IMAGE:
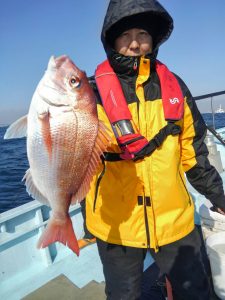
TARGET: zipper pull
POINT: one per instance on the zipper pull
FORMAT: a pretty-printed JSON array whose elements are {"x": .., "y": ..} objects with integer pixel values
[{"x": 135, "y": 65}]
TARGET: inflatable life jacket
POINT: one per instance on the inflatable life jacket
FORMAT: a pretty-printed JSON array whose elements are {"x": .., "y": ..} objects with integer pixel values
[{"x": 132, "y": 144}]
::::::
[Exercise objective]
Keeping the pictures out, print the entries above exactly as written.

[The completed task]
IMAGE:
TARGET: zipper pull
POINT: one per instance on the zipper pull
FORMAT: a pretty-printed JSON array whose elements are {"x": .., "y": ..} objects with integer pixel values
[{"x": 135, "y": 65}]
TARGET: inflatable life jacket
POINT: one per instance on the inflatable life jacket
FORMAT: a pretty-printed JSON array whose elements are {"x": .., "y": ..} objects with integer pixel values
[{"x": 132, "y": 144}]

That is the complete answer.